> _Instructions to follow_
Repeat the records exactly, so that each line matches the original.

*** Information shown Section Begins ***

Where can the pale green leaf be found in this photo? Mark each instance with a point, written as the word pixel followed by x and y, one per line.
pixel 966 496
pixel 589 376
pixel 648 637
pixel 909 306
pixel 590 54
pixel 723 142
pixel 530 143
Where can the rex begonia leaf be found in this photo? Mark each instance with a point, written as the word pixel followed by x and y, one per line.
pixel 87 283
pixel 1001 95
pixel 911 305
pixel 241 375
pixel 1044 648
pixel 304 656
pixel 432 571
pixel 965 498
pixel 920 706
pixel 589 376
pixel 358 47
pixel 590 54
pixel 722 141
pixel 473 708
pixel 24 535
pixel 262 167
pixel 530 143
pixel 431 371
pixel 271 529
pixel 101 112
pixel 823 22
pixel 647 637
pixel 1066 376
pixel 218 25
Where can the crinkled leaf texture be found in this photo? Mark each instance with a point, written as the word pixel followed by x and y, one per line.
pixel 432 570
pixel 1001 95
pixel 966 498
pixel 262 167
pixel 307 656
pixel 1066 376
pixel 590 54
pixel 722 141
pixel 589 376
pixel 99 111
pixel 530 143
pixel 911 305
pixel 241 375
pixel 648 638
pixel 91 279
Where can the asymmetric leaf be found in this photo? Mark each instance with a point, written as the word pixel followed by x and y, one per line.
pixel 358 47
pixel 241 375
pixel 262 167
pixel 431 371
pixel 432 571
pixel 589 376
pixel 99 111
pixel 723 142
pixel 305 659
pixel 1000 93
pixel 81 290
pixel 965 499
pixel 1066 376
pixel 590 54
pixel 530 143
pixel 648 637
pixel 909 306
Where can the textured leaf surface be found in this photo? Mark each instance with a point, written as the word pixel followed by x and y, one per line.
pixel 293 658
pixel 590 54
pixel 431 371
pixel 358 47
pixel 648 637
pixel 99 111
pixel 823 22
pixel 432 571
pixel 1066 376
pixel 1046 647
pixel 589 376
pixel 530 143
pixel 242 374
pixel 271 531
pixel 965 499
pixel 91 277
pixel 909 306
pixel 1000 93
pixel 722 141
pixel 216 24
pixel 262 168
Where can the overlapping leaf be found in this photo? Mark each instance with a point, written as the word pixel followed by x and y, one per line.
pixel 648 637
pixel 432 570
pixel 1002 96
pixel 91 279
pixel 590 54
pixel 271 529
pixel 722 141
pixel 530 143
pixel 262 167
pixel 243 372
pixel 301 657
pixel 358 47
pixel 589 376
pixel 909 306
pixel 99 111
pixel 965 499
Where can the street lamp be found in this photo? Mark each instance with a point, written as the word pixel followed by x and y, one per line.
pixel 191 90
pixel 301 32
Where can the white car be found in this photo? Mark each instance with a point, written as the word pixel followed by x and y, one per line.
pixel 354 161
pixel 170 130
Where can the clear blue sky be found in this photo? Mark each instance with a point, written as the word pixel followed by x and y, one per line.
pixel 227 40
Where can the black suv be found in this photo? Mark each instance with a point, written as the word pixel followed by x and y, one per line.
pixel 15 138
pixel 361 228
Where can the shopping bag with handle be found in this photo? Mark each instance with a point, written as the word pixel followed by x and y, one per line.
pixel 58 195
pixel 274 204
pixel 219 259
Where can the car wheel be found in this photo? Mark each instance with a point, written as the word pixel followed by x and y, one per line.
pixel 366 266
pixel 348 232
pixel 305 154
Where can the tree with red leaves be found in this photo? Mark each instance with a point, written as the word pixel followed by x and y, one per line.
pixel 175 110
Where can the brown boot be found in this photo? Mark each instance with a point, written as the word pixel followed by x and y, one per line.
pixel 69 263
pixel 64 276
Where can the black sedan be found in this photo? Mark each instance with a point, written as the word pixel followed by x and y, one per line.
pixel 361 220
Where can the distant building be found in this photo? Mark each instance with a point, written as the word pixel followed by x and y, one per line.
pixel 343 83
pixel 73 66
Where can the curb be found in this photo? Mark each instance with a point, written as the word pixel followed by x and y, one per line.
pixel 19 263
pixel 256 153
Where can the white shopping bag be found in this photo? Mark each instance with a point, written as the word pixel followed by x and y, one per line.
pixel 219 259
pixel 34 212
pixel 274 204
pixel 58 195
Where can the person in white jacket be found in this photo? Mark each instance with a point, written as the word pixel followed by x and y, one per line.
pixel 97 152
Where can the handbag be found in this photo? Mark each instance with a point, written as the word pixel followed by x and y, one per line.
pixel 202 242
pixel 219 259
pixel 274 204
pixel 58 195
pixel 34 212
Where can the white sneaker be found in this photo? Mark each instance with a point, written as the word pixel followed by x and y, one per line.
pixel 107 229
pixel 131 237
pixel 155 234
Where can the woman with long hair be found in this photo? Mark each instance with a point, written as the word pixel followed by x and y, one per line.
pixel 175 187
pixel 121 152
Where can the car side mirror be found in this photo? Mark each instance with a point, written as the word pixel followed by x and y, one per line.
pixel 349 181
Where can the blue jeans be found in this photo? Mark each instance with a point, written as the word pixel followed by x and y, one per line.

*** Information shown Section Ends ***

> _Solution below_
Where can the pale green leaf be found in this photo? Mark each instance with a point, written as the word pixel followed by x and y, one per line.
pixel 966 496
pixel 589 376
pixel 648 637
pixel 909 306
pixel 590 54
pixel 723 142
pixel 530 143
Where can the rex begonia leaf be found in this photo? Mark each instance with a point, written as the word pixel followed by x and y, one per line.
pixel 87 283
pixel 1001 95
pixel 911 305
pixel 241 375
pixel 1044 648
pixel 304 656
pixel 432 571
pixel 965 498
pixel 920 706
pixel 589 376
pixel 358 47
pixel 590 54
pixel 722 141
pixel 473 708
pixel 24 535
pixel 262 167
pixel 530 143
pixel 431 371
pixel 271 529
pixel 101 112
pixel 823 22
pixel 647 637
pixel 1066 376
pixel 218 25
Where can the crinkled leaf texture be found in this photo? Mark each instance with a point, written as the word pixel followed by x and y, one per line.
pixel 432 570
pixel 1001 95
pixel 966 498
pixel 262 167
pixel 307 656
pixel 1066 376
pixel 590 54
pixel 722 141
pixel 589 376
pixel 99 111
pixel 530 143
pixel 911 305
pixel 241 375
pixel 648 638
pixel 91 279
Where can the asymmetric leaf be found in this photo? Mark each instance with a point, written as the word pixel followed by x and y, one per line.
pixel 358 47
pixel 241 375
pixel 262 167
pixel 431 371
pixel 432 571
pixel 589 376
pixel 99 111
pixel 723 142
pixel 305 659
pixel 1000 93
pixel 81 290
pixel 965 499
pixel 1066 376
pixel 590 54
pixel 530 143
pixel 648 637
pixel 909 306
Where can the textured leaf surface be found in this photo? Mark each instance with a point, written as the word pixel followed by x and y, one per line.
pixel 293 658
pixel 590 54
pixel 431 371
pixel 358 47
pixel 648 637
pixel 99 111
pixel 823 22
pixel 432 571
pixel 1066 376
pixel 1046 647
pixel 589 376
pixel 530 143
pixel 242 374
pixel 271 531
pixel 965 499
pixel 91 277
pixel 909 306
pixel 1000 93
pixel 722 141
pixel 216 24
pixel 262 168
Where can the overlapping leaf be found in this photo? Mark each instance with a point, written as the word pixel followed by x and y, one per line.
pixel 648 637
pixel 432 570
pixel 1002 96
pixel 91 279
pixel 590 54
pixel 271 529
pixel 722 141
pixel 530 143
pixel 262 167
pixel 243 372
pixel 301 657
pixel 358 47
pixel 589 376
pixel 909 306
pixel 99 111
pixel 965 499
Where can the street lamp be found in this photo? Mark each instance with a point, written as the word pixel followed by x and y, one per line.
pixel 191 90
pixel 301 32
Where can the white car be found in this photo? Mark each instance with a point, written as the word pixel followed by x and y, one per line.
pixel 354 161
pixel 170 130
Where can the clear blue sky be found in this photo? Mark each instance with a point, written as the word pixel followed by x and y, one per line.
pixel 227 40
Where can the black suv be found in this photo? Mark each instance with a point, written as the word pixel followed by x and y, one per line.
pixel 15 138
pixel 361 228
Where can the shopping bag with handle be found in this photo? Mark each instance with a point, written as the word pixel followed by x and y, one per line.
pixel 58 195
pixel 274 204
pixel 219 259
Where can the car wheel be found in this photo? Mark each instance with a point, written as the word pixel followed by x and y, one per line.
pixel 366 266
pixel 348 232
pixel 305 154
Where can the tree with red leaves be found in this photo? Mark each instance with a point, written as the word pixel followed by x and y, one per line.
pixel 175 110
Where can the brown boot be found in this photo? Mark each instance with a point, written as the word pixel followed by x and y, one per line.
pixel 69 263
pixel 64 276
Where can the black sedan be found in this photo? Mark each instance with a point, written as the word pixel followed by x and y, one per line.
pixel 361 220
Where can the distant building be found in this photo? Mark each instance with a point, written as the word pixel followed by x and y, one per line.
pixel 343 83
pixel 73 66
Where can the curb be found in this photo? Mark each instance with a point, written as the word pixel followed by x and y, one per line.
pixel 19 263
pixel 256 153
Where can the white shopping bag be found in this photo? Mark each instance with a point, written as the word pixel followed by x and y, one per line.
pixel 219 259
pixel 34 212
pixel 274 204
pixel 58 195
Where can the person in white jacket be found in this photo? Mark each instance with a point, written as the word pixel followed by x and y, one per line.
pixel 97 152
Where can the handbag be found in this photo? Mark each instance with a point, written as the word pixel followed by x and y, one per line.
pixel 202 242
pixel 219 259
pixel 274 204
pixel 58 195
pixel 34 212
Where can the white sneaker be found in this photo? Mark each instance with a point, written as the word pixel followed by x and y, one per line.
pixel 107 229
pixel 131 237
pixel 155 234
Where can the woman with long hair be found in this photo? Mark each instance with a point, written as the word pixel followed by x and y, one per line.
pixel 175 187
pixel 121 152
Where can the car side mirror be found in this photo? Mark each instance with a point, written as the word pixel followed by x and y, one per line.
pixel 349 181
Where can the blue jeans be found in this photo? Mark each instance with a point, written as the word pixel followed by x and y, one per line.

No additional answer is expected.